**Task details:** Gather every line of the rows below that contains the word "rock", matching case exactly, and copy each one.

**Record set:**
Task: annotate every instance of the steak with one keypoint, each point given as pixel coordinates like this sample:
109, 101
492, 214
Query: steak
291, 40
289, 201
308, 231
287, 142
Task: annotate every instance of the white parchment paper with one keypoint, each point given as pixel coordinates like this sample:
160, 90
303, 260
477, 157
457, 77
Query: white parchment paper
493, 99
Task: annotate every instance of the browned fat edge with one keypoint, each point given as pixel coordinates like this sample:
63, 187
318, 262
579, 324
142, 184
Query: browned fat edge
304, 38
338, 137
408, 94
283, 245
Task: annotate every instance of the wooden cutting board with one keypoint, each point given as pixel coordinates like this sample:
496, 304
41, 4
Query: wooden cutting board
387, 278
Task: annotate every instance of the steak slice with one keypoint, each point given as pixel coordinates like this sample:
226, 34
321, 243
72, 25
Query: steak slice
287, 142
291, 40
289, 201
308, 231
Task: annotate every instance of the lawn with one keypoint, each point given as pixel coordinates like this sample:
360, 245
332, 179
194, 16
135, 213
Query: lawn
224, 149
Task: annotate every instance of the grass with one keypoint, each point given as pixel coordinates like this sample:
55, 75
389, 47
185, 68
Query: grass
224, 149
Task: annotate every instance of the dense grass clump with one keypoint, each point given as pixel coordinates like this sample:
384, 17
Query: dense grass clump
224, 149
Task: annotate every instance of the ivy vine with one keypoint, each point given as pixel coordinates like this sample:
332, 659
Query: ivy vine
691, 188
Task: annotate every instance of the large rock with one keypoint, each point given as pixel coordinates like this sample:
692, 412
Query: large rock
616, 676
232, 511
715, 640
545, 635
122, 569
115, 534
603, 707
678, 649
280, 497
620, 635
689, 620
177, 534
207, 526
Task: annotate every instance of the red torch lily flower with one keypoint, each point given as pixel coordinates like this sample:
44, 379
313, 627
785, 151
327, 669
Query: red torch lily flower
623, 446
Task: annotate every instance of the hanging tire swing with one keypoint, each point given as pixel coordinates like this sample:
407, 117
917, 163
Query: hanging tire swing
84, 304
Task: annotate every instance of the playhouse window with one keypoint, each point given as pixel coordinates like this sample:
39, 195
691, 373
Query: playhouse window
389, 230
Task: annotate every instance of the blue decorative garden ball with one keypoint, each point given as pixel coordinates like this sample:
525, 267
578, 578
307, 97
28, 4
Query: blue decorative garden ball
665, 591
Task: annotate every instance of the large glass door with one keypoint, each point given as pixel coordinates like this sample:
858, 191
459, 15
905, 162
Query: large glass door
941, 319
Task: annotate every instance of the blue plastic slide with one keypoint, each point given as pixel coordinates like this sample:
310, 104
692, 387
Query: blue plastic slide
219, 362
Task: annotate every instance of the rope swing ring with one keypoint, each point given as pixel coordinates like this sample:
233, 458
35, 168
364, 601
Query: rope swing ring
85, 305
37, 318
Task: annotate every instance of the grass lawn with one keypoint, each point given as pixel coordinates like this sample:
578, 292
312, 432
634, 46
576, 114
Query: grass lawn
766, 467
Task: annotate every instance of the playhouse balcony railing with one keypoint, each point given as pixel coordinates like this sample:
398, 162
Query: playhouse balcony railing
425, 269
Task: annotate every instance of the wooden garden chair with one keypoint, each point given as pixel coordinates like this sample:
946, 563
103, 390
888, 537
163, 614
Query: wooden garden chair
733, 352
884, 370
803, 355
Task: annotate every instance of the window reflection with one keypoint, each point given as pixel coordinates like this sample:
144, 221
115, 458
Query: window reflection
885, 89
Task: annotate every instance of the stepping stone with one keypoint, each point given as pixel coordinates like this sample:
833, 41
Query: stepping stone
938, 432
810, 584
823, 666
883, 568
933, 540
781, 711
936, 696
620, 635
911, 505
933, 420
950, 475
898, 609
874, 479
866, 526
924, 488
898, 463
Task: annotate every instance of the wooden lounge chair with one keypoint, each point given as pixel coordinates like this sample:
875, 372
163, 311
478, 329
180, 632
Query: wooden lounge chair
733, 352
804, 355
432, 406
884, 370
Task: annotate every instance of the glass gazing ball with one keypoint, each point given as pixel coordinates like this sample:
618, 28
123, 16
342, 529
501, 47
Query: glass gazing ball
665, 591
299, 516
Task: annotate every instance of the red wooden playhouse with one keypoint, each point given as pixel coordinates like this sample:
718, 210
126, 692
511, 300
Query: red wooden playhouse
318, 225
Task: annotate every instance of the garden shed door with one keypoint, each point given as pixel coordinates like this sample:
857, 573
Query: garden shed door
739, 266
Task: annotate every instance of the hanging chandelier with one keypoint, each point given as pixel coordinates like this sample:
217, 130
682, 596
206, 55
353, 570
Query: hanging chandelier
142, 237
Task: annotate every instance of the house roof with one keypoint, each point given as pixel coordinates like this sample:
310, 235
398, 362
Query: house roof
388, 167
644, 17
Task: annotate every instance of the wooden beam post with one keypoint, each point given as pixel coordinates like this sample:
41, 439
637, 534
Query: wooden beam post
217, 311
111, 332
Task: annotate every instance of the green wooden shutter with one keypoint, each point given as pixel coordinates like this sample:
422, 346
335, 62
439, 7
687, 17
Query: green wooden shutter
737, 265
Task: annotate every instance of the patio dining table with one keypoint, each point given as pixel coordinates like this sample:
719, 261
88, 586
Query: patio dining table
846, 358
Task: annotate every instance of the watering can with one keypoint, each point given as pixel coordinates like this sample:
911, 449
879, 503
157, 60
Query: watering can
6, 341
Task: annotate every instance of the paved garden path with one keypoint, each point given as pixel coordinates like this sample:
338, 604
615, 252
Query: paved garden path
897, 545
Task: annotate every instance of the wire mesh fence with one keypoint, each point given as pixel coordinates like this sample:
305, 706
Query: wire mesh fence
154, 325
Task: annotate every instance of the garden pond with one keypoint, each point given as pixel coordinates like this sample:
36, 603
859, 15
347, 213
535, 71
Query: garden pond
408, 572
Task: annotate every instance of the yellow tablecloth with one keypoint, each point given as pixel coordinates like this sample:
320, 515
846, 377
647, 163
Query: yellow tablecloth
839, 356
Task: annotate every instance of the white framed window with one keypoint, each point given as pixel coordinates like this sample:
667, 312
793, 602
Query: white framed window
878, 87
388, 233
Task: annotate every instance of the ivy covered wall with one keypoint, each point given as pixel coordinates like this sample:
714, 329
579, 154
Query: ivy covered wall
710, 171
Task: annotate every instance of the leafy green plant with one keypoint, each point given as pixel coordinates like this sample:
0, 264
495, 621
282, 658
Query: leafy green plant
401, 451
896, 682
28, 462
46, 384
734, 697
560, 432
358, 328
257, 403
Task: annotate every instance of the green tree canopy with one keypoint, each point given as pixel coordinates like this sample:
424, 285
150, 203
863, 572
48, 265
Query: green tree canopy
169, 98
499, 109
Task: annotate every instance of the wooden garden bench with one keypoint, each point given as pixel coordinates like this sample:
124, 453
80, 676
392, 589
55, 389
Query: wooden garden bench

* * *

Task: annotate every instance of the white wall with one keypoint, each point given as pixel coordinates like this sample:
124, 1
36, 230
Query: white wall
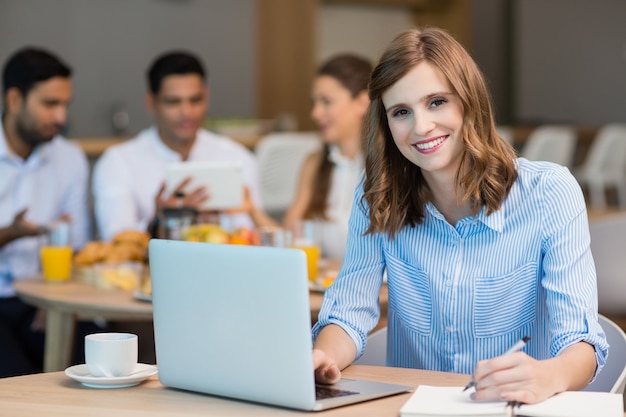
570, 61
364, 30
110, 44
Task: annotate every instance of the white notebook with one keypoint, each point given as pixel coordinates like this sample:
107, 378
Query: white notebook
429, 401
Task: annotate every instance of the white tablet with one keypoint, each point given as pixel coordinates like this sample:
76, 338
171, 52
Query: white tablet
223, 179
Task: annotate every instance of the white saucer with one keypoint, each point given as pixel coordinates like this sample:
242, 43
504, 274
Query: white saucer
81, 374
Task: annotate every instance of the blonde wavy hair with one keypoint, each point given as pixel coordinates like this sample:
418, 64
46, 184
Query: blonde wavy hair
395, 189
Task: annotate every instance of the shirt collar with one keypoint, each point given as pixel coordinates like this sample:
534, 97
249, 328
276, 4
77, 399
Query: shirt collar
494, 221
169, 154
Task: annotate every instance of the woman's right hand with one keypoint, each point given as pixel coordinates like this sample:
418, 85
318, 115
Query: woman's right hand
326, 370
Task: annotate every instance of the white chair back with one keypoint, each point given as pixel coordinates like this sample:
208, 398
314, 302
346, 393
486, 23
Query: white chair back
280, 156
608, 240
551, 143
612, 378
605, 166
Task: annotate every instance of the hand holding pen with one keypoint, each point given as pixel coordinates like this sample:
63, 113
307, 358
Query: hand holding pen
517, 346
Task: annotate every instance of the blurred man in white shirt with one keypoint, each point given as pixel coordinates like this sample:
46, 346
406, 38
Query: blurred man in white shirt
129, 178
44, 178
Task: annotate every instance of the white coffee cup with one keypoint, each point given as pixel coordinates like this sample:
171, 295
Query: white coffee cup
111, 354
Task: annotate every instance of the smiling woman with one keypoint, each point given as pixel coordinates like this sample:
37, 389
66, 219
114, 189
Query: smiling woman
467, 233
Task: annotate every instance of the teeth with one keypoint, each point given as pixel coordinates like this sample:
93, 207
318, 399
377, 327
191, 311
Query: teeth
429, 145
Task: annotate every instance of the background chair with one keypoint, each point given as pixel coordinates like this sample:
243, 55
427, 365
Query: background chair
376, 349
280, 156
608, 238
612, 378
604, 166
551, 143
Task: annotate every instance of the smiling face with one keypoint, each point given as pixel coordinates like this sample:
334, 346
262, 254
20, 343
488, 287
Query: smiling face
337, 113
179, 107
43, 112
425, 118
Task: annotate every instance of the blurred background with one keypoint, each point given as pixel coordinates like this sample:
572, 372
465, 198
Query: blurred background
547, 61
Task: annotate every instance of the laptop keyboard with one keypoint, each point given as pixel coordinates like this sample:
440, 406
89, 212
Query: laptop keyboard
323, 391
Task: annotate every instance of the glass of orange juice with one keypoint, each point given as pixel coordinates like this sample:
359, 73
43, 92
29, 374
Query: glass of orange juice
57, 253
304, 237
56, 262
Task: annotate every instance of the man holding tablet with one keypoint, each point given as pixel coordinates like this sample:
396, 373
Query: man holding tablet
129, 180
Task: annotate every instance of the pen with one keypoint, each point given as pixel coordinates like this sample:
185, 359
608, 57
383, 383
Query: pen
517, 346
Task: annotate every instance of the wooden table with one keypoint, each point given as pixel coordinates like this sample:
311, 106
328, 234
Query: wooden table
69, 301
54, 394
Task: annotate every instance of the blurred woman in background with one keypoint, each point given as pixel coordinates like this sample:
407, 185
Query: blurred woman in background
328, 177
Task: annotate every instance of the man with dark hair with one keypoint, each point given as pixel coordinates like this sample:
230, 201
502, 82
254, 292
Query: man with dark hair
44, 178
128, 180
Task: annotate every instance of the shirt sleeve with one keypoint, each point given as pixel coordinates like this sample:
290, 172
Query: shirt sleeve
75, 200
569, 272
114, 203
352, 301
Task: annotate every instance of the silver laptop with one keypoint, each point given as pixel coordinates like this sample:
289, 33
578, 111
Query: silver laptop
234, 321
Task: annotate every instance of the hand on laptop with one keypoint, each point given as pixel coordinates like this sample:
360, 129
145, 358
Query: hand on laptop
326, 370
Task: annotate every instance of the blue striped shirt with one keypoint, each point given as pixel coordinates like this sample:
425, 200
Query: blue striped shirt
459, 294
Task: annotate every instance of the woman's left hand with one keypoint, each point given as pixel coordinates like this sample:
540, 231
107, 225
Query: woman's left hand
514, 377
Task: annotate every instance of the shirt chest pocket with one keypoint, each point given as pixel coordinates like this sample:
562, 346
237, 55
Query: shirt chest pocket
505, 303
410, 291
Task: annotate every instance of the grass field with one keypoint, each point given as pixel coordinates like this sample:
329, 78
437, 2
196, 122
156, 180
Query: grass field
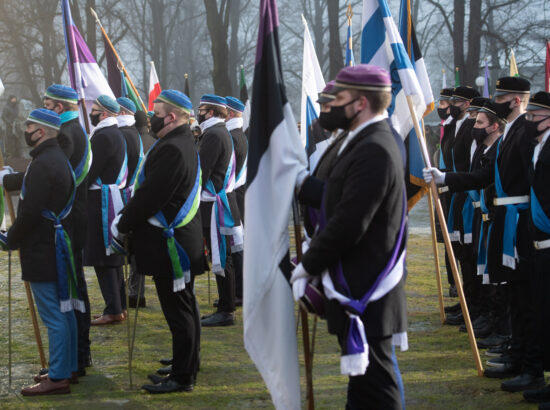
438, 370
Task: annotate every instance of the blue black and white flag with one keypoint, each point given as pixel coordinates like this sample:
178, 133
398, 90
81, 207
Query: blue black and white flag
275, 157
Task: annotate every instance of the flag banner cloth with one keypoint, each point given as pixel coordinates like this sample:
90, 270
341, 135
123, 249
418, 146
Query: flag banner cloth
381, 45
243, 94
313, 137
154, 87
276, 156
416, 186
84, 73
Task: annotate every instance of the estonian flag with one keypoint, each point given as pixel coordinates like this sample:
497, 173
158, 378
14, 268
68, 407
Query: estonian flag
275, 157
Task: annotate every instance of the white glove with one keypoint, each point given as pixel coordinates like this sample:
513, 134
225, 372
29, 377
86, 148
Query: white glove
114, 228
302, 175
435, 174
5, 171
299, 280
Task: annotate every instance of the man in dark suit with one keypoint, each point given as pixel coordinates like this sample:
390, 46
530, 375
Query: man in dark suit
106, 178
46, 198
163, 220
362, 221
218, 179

**Finished answer:**
Task: annotate every instance of the large rock with one keypoint, each point given as pixel coordinates like this sample:
Query: large rock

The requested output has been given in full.